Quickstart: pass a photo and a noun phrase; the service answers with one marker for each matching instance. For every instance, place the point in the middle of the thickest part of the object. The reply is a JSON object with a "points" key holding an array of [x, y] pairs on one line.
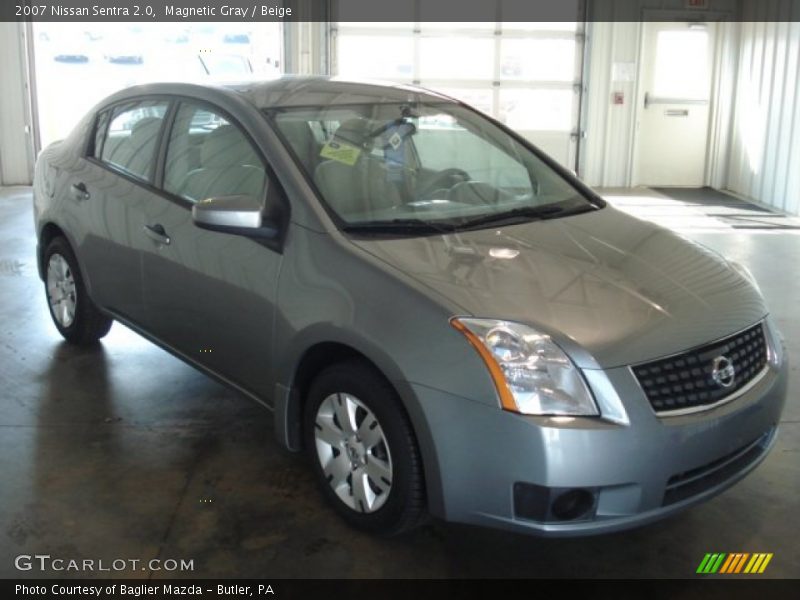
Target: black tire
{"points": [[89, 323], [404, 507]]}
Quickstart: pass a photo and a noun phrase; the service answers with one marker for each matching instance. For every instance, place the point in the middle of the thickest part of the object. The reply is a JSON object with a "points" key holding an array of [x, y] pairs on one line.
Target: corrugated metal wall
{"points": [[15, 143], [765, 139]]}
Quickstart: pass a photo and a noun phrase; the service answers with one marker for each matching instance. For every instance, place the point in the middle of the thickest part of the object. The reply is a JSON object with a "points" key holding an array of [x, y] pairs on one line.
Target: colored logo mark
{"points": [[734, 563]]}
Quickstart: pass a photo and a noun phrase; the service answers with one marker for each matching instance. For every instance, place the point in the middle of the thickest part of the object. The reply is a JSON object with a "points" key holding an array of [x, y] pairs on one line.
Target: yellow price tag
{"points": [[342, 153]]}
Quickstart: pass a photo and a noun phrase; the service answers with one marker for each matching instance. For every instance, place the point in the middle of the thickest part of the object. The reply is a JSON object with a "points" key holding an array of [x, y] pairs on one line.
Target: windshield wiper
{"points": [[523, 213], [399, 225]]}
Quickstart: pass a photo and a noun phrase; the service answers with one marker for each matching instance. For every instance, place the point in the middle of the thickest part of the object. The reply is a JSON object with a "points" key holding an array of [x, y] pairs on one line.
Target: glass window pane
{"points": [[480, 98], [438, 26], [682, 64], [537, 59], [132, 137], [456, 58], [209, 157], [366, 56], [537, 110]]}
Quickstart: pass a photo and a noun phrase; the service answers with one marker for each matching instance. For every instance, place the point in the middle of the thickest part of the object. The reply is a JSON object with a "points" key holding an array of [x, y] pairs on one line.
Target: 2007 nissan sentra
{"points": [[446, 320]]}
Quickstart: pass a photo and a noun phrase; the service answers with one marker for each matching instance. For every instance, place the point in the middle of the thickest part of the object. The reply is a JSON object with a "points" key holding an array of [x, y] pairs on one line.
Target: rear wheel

— WHAT THIS TASK INVOLVES —
Repeat all of the entries above word for word and omit the pictures.

— TASK RESPONSE —
Quickstart: pass a photo and a noun phrase; the service answers with one marker for each matching instance. For every instance, place the point in the middle of the thickest part of the object. The reply is a JSON object with a "points" key holding an array of [x, y] pairs on one line.
Target: black tire
{"points": [[89, 323], [404, 507]]}
Quickstart: pass a photo and a noun phrase; the service answers with one marker for each matching instance. For every instance, place the point in the middle of the thickest part of the object. The reply is a JSON object with a "points" key holding an array of [x, y] pairs on one line.
Target: corrugated metal wall
{"points": [[15, 143], [765, 139]]}
Quickstart: pass a photo and a noun phrase; the service answers with one marker for each matching instance. For every instance, place the point in the middle of the thickest part of the object. The reply is a JSON object with a "points" key holding an array of [x, y] pairs on one line.
Target: colored logo mark
{"points": [[734, 563]]}
Quickstart: pass a photo and a noun phrase; the service answers with one marker for each matching instance. For every instance, place the point in the middle of the thickest part of the object. The reply is a JSON object with a "points" key holding an array of [x, y] pairs on one line.
Target: yellow price tag
{"points": [[342, 153]]}
Quickstart: pass a photo and a noun phrase; the service answers with one marker for each matching instance. For every instance, place the point in the middle of the thickest part of the object. The reply is a JSON object with a "points" key holding an array of [x, y] pairs on one line.
Target: windshield wiper
{"points": [[523, 213], [399, 225]]}
Quickstart: pass a photo and a noun phrase; the service answers with one marker for each matching instance. For every instance, place the point in the middle of the thickest part of the object. The reply is a JSON object with a "points" key holding an array of [x, y] pairs on one line.
Target: glass window pane
{"points": [[480, 98], [438, 26], [682, 64], [537, 59], [132, 137], [456, 58], [209, 157], [366, 56], [537, 110]]}
Quickstart: pass a photo and a noun phrase; the service answers with one marker for each matching instance. For every instance, place the point in the middle of the thickest part of the object. The reply is a JSON object with a "points" key holding an array of [x, y] pairs on one line.
Target: 2007 nissan sentra
{"points": [[446, 320]]}
Quickstart: pass a photo and a noun phrase; the service answers with one marker for each matching instance. For every instance, place the point in the middle of the thickest part of the object. The reply is a JSON object with a "points" key holding an array of [x, y] pairs on one line.
Target: rear wheel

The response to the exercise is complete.